§ Exercise instructions
Write out each line of the entries exactly, starting at the first and finishing with the line that contains "Label: tipped over paper cup".

§ Dataset entries
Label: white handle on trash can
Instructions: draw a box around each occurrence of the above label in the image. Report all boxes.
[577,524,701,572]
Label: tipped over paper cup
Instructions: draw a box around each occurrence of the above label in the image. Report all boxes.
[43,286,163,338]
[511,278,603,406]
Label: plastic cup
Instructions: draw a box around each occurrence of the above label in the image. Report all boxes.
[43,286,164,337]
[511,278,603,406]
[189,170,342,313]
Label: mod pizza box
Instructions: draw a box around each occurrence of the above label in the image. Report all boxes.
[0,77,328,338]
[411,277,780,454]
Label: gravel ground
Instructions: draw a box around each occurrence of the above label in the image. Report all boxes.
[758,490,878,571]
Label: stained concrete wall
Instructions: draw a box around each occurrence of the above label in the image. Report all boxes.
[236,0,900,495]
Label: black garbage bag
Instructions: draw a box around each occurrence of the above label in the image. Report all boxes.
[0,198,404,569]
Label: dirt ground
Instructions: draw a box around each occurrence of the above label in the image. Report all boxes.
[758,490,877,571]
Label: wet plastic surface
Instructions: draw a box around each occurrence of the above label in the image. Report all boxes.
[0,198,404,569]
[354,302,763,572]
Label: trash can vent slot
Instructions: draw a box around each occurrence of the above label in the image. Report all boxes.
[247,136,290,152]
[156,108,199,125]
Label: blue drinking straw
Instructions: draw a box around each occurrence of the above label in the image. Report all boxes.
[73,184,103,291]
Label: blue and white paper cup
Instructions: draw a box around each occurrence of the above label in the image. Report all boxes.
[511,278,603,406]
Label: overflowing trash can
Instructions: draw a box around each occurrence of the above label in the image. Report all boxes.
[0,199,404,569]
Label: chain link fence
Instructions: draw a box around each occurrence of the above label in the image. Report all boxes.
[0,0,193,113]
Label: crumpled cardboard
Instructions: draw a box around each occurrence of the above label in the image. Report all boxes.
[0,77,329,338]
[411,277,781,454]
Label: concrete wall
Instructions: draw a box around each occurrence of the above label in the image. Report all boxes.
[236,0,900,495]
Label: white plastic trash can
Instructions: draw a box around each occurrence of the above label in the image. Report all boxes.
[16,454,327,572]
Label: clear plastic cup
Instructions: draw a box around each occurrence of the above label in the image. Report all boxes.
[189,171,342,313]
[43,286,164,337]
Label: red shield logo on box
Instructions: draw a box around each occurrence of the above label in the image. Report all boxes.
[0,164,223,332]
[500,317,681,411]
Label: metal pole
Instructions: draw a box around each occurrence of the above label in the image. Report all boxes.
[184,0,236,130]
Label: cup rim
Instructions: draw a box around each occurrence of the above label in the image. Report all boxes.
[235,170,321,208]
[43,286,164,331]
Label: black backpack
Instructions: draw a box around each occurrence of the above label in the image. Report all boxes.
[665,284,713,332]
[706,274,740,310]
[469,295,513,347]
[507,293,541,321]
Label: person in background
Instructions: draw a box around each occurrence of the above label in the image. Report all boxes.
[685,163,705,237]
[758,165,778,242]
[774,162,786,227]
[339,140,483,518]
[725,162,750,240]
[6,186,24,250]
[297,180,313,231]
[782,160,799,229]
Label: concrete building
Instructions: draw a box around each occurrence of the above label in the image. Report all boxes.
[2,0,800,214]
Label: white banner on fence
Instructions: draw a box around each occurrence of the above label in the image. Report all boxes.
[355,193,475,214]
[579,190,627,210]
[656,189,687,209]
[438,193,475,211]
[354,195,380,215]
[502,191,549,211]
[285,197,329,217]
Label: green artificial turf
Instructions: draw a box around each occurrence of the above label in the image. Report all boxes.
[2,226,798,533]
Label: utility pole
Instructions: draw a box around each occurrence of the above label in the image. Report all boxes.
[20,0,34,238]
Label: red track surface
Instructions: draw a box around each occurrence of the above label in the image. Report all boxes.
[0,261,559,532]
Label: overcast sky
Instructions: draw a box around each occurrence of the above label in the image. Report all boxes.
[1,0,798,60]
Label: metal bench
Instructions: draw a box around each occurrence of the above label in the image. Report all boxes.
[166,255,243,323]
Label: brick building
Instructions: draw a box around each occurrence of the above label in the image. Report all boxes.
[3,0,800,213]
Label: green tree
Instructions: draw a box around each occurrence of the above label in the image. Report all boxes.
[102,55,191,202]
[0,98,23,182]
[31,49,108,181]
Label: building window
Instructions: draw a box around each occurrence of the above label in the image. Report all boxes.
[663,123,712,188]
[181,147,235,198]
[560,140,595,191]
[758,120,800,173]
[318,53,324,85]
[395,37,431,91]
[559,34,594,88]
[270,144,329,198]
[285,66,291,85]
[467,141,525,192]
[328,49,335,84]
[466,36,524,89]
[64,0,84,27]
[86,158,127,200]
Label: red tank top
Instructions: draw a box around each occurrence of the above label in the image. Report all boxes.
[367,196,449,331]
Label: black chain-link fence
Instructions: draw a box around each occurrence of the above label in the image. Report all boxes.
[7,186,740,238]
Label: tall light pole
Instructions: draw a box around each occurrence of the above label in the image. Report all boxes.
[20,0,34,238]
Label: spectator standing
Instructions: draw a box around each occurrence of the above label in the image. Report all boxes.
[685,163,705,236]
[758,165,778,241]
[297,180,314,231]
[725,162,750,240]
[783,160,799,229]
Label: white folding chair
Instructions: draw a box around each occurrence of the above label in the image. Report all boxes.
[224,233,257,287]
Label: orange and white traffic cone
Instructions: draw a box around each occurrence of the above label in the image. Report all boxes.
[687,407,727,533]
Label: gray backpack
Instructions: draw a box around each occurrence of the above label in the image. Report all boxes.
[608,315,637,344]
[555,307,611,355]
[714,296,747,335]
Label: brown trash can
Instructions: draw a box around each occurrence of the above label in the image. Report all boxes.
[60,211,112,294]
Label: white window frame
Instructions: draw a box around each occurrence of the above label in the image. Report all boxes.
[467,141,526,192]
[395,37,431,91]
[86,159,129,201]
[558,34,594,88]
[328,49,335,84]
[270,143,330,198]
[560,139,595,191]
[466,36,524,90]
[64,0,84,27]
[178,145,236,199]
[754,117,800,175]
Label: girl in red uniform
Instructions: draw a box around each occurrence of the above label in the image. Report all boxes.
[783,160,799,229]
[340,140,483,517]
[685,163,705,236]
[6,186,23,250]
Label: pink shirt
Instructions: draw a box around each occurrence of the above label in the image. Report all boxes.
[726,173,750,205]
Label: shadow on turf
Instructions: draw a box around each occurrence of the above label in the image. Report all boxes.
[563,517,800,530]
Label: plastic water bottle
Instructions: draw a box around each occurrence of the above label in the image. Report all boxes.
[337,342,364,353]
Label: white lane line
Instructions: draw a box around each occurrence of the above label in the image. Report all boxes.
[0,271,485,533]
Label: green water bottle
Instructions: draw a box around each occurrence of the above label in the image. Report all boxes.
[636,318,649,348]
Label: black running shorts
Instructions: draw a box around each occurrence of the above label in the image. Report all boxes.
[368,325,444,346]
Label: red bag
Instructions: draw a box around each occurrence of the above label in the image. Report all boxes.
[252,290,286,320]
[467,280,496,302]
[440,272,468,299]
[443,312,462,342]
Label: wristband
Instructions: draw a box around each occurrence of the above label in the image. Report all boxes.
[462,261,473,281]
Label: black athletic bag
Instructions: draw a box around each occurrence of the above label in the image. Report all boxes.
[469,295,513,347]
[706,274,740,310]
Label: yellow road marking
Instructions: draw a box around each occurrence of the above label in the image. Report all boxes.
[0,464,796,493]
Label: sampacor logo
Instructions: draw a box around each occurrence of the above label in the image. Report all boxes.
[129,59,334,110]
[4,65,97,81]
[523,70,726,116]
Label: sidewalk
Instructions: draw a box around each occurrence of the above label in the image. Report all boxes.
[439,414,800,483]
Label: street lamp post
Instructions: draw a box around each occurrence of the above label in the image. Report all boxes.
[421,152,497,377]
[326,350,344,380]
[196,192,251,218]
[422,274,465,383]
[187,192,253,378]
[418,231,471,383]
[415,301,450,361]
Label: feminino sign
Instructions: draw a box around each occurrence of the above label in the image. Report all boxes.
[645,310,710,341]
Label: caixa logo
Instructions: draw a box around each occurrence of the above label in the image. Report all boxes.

§ Solution below
Label: white handle on trash can
Instructions: draw a box around each occurrence of the above label in the image. Report all boxes.
[577,524,701,572]
Label: tipped over paper cup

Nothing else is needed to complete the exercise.